--- start Stored rows ---
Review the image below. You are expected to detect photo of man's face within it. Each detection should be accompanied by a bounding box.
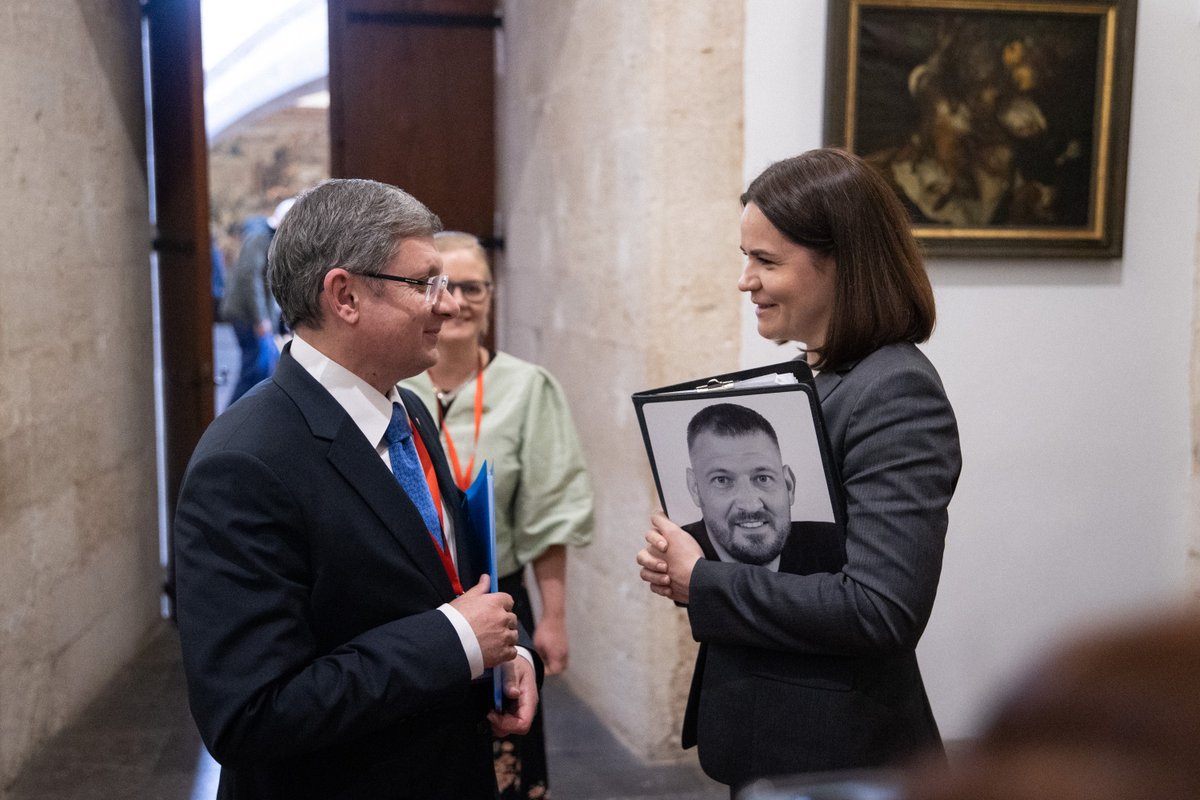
[688,421,796,565]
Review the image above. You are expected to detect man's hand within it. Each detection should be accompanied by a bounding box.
[637,511,704,603]
[450,575,517,667]
[487,657,538,736]
[533,615,569,675]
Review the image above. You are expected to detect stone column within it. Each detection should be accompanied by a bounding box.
[497,0,744,760]
[0,0,161,793]
[1188,183,1200,597]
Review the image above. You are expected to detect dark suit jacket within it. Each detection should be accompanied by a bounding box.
[175,351,540,800]
[683,344,961,786]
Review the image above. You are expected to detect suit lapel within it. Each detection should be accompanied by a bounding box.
[274,349,454,597]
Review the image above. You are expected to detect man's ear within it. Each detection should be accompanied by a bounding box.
[320,266,360,324]
[688,467,702,509]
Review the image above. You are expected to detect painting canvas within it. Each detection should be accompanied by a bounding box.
[826,0,1135,258]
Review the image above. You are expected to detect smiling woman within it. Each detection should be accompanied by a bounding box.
[637,150,961,787]
[402,231,593,800]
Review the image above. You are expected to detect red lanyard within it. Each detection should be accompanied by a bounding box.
[408,417,462,595]
[438,356,484,492]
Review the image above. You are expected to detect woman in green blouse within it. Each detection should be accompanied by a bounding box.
[403,231,593,800]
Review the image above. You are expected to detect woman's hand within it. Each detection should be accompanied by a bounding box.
[637,511,704,603]
[533,615,570,675]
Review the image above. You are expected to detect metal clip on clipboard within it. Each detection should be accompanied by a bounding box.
[696,378,737,392]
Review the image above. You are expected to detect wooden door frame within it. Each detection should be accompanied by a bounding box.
[142,0,215,602]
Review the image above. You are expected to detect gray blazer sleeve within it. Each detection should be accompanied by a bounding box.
[688,344,961,655]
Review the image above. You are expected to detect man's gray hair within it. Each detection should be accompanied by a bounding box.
[268,179,442,330]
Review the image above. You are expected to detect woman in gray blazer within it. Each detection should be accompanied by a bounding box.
[637,149,961,787]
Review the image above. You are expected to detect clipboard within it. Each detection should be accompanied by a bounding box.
[632,360,846,571]
[463,461,509,711]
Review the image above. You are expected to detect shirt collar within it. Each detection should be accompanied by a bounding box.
[292,336,407,446]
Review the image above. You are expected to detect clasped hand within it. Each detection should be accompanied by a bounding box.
[637,511,704,603]
[450,575,517,667]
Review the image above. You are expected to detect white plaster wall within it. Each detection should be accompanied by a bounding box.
[731,0,1200,739]
[0,0,161,795]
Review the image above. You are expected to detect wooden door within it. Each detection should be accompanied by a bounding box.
[143,0,214,606]
[329,0,499,245]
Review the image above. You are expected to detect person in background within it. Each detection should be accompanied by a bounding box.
[637,149,961,787]
[175,180,541,800]
[221,198,295,404]
[401,231,593,800]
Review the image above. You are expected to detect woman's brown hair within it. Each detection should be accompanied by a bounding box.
[742,149,936,368]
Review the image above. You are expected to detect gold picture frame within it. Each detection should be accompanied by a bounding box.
[824,0,1136,259]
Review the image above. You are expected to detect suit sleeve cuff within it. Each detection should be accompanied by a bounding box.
[438,603,484,680]
[517,644,538,670]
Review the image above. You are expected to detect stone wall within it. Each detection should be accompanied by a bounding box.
[0,0,161,794]
[497,0,744,759]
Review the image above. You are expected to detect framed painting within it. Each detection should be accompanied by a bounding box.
[824,0,1136,258]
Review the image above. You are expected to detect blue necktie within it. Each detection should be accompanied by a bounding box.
[383,403,443,542]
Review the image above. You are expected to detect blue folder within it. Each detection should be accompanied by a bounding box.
[463,461,508,711]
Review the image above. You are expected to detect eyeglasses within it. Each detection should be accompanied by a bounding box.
[446,281,492,302]
[364,275,451,306]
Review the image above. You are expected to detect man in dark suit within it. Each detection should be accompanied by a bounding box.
[175,180,538,800]
[683,403,845,575]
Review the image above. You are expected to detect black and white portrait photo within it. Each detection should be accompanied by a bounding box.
[641,390,840,572]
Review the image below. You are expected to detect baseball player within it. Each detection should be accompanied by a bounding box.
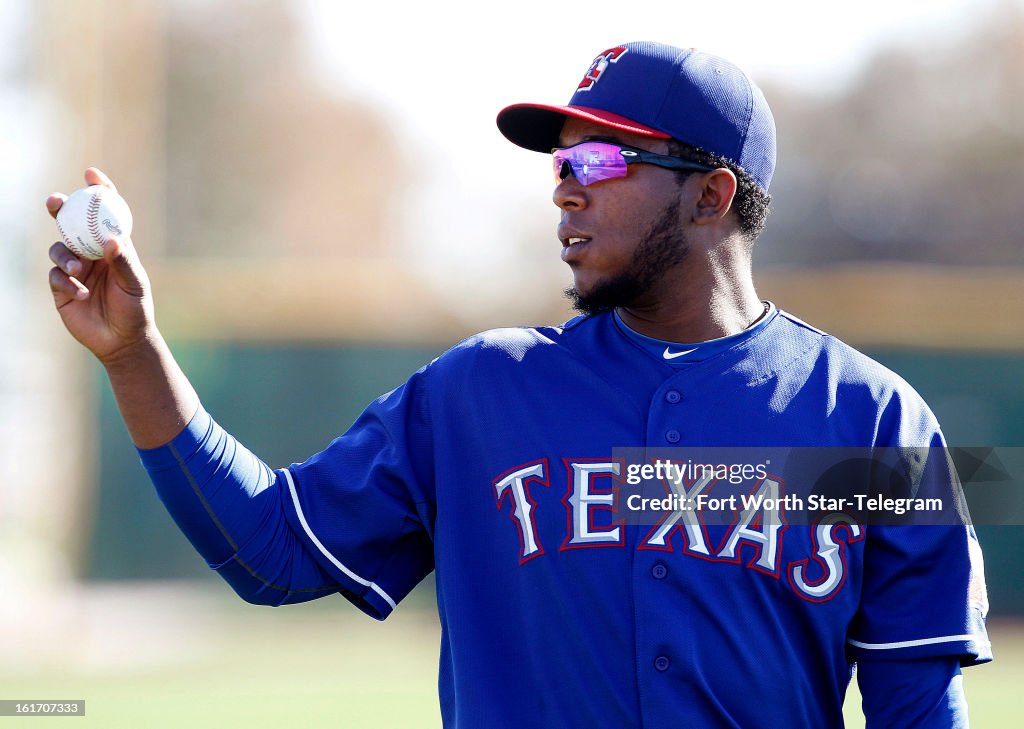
[47,42,991,729]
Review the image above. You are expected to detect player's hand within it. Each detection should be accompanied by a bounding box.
[46,167,156,362]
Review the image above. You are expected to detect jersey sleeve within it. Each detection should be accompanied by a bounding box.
[282,368,435,619]
[847,393,992,666]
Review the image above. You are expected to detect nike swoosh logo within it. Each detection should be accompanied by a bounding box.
[662,347,697,359]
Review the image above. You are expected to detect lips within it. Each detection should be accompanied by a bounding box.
[558,223,591,263]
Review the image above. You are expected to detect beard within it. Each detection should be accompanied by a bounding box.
[564,201,690,314]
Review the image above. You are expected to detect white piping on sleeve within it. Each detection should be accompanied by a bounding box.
[282,468,397,610]
[846,635,991,650]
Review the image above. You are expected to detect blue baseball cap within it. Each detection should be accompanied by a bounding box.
[498,41,775,190]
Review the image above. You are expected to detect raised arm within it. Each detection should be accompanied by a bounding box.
[46,167,199,448]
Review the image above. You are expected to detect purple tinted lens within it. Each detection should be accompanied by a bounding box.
[552,141,626,185]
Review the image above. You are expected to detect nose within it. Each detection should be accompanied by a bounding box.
[551,171,588,210]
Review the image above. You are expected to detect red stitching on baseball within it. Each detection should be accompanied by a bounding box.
[85,192,103,244]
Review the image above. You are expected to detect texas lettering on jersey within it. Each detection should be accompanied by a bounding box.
[492,459,864,602]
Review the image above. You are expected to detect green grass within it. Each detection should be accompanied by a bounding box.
[0,589,1024,729]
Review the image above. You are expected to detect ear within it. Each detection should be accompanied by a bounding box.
[691,167,736,225]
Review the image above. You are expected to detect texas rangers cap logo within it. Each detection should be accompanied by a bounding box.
[577,46,629,91]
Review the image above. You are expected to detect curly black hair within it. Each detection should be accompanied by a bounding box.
[668,139,771,242]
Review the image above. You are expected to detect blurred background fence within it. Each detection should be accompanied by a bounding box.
[0,0,1024,726]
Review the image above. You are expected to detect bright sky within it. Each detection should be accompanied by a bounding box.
[304,0,1024,284]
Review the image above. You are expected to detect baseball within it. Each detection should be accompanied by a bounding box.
[57,184,132,261]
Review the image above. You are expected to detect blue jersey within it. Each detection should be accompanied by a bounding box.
[143,309,990,729]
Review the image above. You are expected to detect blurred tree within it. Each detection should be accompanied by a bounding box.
[166,0,402,257]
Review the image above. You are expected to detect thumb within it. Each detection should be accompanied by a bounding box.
[103,238,147,296]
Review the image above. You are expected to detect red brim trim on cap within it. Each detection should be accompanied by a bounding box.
[498,103,672,154]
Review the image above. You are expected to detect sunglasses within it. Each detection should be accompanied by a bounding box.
[551,141,717,185]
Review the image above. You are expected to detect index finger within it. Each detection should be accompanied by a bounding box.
[85,167,118,192]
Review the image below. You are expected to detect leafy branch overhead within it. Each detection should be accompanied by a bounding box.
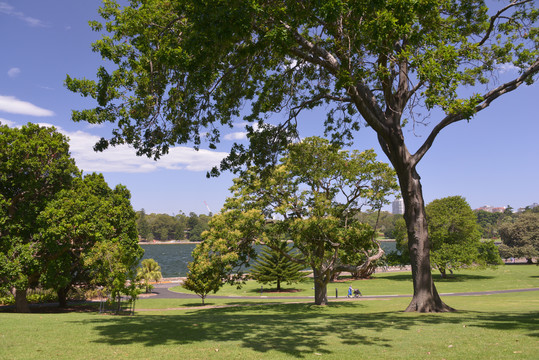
[66,0,539,312]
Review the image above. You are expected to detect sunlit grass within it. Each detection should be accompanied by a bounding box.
[171,265,539,301]
[0,292,539,359]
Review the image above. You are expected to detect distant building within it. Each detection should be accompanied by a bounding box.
[475,205,506,212]
[391,199,404,215]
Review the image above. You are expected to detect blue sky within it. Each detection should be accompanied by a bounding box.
[0,0,539,214]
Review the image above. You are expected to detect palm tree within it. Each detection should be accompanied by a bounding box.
[137,259,163,293]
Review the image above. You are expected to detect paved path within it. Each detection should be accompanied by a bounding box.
[149,282,539,300]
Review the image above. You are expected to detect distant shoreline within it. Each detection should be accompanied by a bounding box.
[138,240,200,245]
[138,239,395,245]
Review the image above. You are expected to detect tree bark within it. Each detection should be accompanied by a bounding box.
[56,287,68,308]
[397,168,454,312]
[313,269,328,305]
[15,289,30,313]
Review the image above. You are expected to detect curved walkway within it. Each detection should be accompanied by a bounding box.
[150,283,539,300]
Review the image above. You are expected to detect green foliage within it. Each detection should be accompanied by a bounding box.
[137,259,163,293]
[426,196,500,276]
[499,211,539,261]
[183,210,264,304]
[65,0,539,311]
[476,210,504,239]
[84,240,142,312]
[190,137,396,304]
[38,173,143,306]
[0,123,78,311]
[250,241,307,291]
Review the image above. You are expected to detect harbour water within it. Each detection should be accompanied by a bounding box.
[140,241,396,277]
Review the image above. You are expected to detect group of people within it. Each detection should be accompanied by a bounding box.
[348,285,363,297]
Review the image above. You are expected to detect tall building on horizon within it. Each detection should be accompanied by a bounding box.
[391,199,404,215]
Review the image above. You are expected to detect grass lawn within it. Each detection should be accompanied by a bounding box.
[0,292,539,359]
[171,265,539,298]
[0,265,539,360]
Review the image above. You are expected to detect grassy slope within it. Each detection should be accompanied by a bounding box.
[0,293,539,359]
[0,266,539,360]
[172,265,539,297]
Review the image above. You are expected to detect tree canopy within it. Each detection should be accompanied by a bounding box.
[188,137,397,305]
[66,0,539,311]
[426,196,501,276]
[249,241,307,291]
[0,123,78,312]
[499,211,539,262]
[37,173,143,305]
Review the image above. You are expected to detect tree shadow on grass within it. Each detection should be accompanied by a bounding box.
[376,273,494,283]
[76,302,539,358]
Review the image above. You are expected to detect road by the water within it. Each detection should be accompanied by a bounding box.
[148,282,539,300]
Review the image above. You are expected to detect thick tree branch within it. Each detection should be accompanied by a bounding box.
[477,0,532,46]
[413,59,539,166]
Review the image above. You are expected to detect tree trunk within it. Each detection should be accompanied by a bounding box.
[15,289,30,313]
[56,287,68,308]
[397,166,454,312]
[313,269,328,305]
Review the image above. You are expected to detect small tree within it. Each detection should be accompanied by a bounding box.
[137,259,163,293]
[499,211,539,263]
[426,196,488,277]
[182,229,249,305]
[84,241,142,313]
[251,241,307,291]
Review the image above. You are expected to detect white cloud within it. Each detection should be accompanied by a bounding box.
[59,129,228,173]
[224,131,247,140]
[0,1,48,27]
[0,95,54,116]
[0,118,15,127]
[0,118,228,173]
[7,68,21,78]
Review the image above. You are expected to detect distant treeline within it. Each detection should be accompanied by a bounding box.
[137,207,539,241]
[137,209,212,241]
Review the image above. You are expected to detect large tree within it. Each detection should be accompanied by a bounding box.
[499,211,539,263]
[426,196,499,277]
[0,123,78,312]
[66,0,539,312]
[250,241,307,291]
[200,137,397,305]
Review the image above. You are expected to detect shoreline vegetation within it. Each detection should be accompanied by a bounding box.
[138,239,395,245]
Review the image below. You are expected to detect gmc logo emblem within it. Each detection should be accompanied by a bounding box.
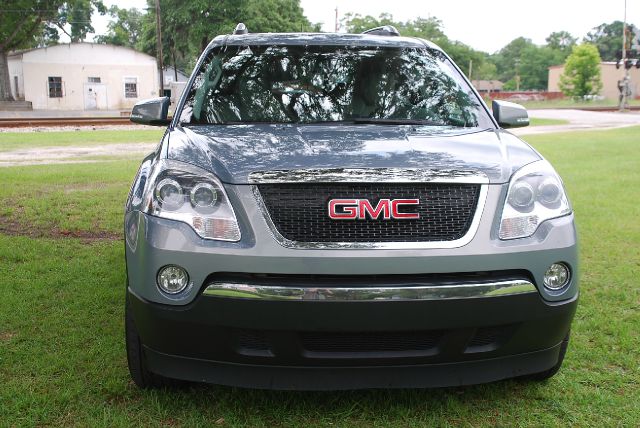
[329,199,420,220]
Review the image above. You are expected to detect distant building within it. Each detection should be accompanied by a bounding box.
[8,43,164,110]
[549,62,640,100]
[471,80,504,94]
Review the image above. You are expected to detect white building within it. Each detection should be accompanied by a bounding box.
[8,43,186,110]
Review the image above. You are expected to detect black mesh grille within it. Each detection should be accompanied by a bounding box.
[258,183,480,242]
[300,330,443,353]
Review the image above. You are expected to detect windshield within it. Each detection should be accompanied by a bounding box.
[180,46,493,128]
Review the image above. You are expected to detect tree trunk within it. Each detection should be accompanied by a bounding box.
[0,50,14,101]
[171,46,178,82]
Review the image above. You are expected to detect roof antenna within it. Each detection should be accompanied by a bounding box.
[233,22,249,34]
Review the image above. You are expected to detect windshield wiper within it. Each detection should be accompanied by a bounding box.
[351,117,447,126]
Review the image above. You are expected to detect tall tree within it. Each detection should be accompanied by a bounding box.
[0,0,104,101]
[546,31,578,56]
[138,0,319,74]
[493,37,536,89]
[343,13,496,79]
[560,43,602,97]
[584,21,638,61]
[95,6,142,48]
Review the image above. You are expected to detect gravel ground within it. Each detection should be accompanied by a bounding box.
[0,143,158,167]
[0,124,158,133]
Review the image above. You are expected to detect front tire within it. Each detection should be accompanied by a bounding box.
[125,294,177,389]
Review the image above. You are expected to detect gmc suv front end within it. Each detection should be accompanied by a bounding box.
[125,25,578,390]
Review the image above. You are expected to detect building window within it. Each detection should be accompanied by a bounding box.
[49,77,62,98]
[124,77,138,98]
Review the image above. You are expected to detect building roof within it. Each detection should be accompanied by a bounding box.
[7,42,155,61]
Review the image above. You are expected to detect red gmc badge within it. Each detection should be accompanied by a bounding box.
[329,199,420,220]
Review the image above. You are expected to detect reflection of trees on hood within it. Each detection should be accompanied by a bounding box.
[183,46,488,126]
[169,125,500,179]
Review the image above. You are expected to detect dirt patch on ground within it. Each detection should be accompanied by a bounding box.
[0,331,16,342]
[0,143,158,167]
[0,216,122,242]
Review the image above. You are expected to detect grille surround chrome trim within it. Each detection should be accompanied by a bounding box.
[248,168,489,184]
[250,182,489,250]
[202,279,538,302]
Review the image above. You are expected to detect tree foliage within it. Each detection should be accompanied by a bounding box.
[95,6,143,48]
[343,13,496,79]
[137,0,319,70]
[560,43,602,97]
[545,31,578,56]
[584,21,638,61]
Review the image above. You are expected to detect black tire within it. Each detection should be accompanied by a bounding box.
[125,294,178,389]
[525,333,571,382]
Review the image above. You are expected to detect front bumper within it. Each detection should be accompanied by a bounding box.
[129,290,577,390]
[125,182,578,389]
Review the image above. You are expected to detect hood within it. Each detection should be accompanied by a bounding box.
[167,124,540,184]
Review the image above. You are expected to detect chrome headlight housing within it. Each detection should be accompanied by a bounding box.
[498,160,571,240]
[141,160,240,242]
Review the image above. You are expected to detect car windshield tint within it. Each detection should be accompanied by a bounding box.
[180,46,493,128]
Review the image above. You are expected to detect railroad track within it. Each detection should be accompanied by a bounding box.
[0,117,133,128]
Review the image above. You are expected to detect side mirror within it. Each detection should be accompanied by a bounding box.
[492,100,529,128]
[129,97,171,126]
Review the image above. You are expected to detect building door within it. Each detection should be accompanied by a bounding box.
[13,76,20,100]
[84,83,107,110]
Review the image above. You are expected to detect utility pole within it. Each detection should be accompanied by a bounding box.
[620,0,631,111]
[156,0,164,97]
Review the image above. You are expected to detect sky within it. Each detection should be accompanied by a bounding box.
[94,0,640,53]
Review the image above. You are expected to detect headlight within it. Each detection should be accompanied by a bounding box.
[499,160,571,239]
[142,160,240,241]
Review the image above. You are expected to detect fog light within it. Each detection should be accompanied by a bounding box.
[157,265,189,294]
[544,263,570,291]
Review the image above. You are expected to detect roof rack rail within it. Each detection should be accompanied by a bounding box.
[362,25,400,36]
[233,22,249,35]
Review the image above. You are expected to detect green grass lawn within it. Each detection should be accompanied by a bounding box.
[0,128,640,427]
[529,117,569,126]
[516,99,640,109]
[0,128,164,152]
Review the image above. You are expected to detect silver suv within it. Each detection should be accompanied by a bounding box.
[125,26,578,390]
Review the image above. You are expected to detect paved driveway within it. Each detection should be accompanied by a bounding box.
[512,109,640,135]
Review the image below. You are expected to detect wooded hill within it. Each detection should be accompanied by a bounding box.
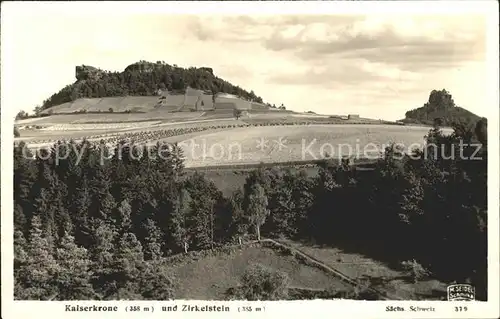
[39,61,262,111]
[402,89,480,126]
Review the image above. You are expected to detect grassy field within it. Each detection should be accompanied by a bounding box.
[163,247,352,300]
[181,124,452,167]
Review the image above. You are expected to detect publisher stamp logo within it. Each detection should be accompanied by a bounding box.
[447,284,476,301]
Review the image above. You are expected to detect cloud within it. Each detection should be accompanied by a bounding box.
[263,16,485,70]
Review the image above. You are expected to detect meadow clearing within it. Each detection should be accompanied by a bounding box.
[180,124,452,167]
[165,247,353,300]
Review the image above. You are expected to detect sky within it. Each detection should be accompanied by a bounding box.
[2,2,498,120]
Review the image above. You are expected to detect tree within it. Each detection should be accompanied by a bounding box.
[16,110,28,120]
[55,233,94,300]
[474,118,488,145]
[139,263,174,300]
[233,108,243,120]
[89,219,117,296]
[248,183,269,241]
[169,188,192,253]
[16,215,59,300]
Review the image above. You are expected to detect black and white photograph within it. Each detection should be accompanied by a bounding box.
[1,1,499,318]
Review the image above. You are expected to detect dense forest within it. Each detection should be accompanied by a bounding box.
[403,89,480,126]
[14,119,487,300]
[38,61,262,111]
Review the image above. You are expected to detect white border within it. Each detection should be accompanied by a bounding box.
[1,1,500,319]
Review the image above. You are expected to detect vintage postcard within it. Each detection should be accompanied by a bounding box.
[1,1,500,319]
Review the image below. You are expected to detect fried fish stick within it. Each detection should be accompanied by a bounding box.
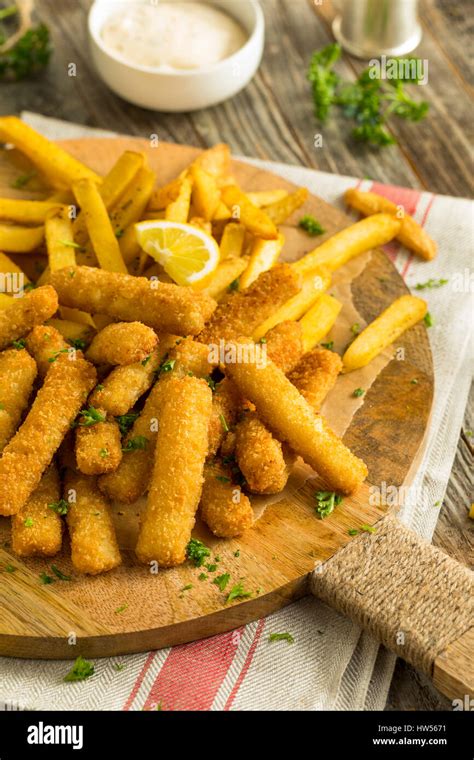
[0,285,58,350]
[136,376,212,567]
[264,320,303,375]
[199,264,301,344]
[200,461,255,538]
[12,464,63,557]
[76,409,122,475]
[26,325,70,378]
[89,349,161,417]
[51,267,216,335]
[226,342,367,493]
[0,348,36,452]
[235,412,289,494]
[288,348,342,412]
[293,214,401,274]
[64,470,122,575]
[86,322,158,364]
[344,188,436,261]
[0,352,96,515]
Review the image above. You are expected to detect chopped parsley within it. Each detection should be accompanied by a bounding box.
[268,633,295,644]
[314,491,342,520]
[64,655,94,681]
[298,214,326,237]
[186,538,211,567]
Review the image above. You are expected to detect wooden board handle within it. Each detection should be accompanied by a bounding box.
[312,515,474,709]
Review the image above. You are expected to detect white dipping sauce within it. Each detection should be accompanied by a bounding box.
[102,2,248,70]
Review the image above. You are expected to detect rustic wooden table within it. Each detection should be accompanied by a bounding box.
[0,0,474,710]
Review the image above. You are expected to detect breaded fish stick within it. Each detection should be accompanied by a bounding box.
[12,464,63,557]
[288,348,342,412]
[86,322,158,364]
[235,412,289,494]
[26,325,70,378]
[136,376,212,567]
[199,264,301,344]
[50,267,216,335]
[0,348,36,452]
[0,285,58,350]
[200,461,254,538]
[76,409,122,475]
[0,352,96,515]
[226,342,367,493]
[64,470,122,575]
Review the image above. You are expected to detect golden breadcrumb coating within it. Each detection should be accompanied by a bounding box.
[12,464,63,557]
[0,351,96,515]
[50,267,216,335]
[136,376,212,567]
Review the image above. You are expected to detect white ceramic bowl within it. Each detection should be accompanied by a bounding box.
[88,0,265,111]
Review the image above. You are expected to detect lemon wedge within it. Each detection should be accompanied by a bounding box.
[135,219,219,285]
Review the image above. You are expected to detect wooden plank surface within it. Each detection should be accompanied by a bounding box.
[0,0,474,709]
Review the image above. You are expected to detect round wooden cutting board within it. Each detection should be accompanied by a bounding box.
[0,138,433,658]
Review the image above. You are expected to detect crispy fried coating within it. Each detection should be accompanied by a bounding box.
[199,264,300,344]
[26,325,69,378]
[0,351,96,515]
[226,342,367,493]
[50,267,216,335]
[89,349,160,416]
[209,377,242,455]
[288,348,342,412]
[64,470,122,575]
[265,319,303,375]
[86,322,158,364]
[12,464,63,557]
[136,376,212,567]
[235,412,289,494]
[0,285,58,350]
[76,409,122,475]
[0,348,37,452]
[200,460,255,538]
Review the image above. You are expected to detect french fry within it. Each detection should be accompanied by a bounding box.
--- end Stored rows ---
▶ _Work required_:
Reproduce the lines of the listing word for word, starting at the line containing "Review the image above. You are expected to detect curly" and ending at the line containing "[103,238,147,296]", with both of those lines included.

▶ _Final answer_:
Review the image above. You are expected to detect curly black hair within it. Each detection should be accompanied by a bounding box.
[668,139,771,242]
Review the image above. You are expected to detect blurred background fence within it. Each detection should be accompanied by a bounding box.
[0,0,1024,726]
Review the image above. You are expected to detect bright sky within it. Each detection should be accompanied by a bounding box.
[304,0,1024,284]
Review the image above. You are expected to detect baseball within it. Each detection should be accompanied by a bounding box.
[57,184,132,261]
Review the image above. You are expected to detect blue jersey within it. Each detection should be accompanied by a bounding box.
[143,309,990,729]
Review the image above. You are expected to detect blurred tree within it. Each detection should be accompanied by a bounding box.
[166,0,402,257]
Review the image above. You are expected to detect thumb within it. Each detection should be accompanied by a bounding box.
[103,238,147,296]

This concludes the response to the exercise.